Coordinate labeling data:
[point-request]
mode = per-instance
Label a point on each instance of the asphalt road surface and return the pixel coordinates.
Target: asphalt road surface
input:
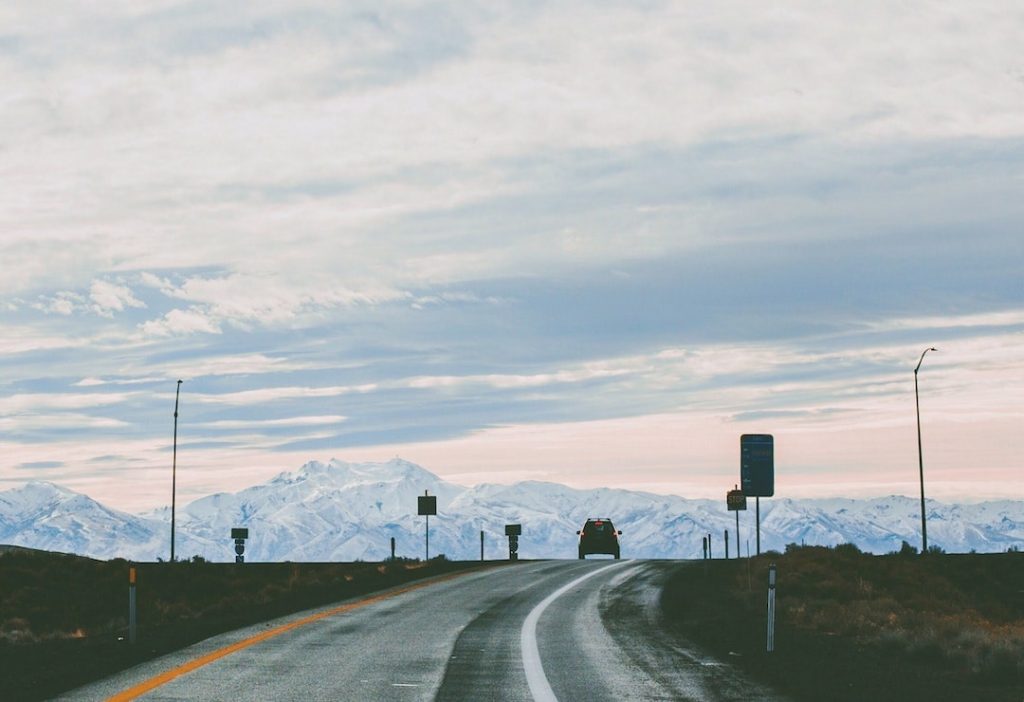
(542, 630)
==
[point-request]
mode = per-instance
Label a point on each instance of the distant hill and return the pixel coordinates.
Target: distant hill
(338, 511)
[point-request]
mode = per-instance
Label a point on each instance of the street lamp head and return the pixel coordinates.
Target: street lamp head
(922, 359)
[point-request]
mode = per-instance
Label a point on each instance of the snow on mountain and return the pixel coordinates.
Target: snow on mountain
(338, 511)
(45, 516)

*TASK STATEMENT:* List each line from the rows above that contains the string "asphalt".

*FINISHED TASK:*
Label a point on each instance of the asphalt road surface and return the pixel coordinates.
Target: asphalt road surface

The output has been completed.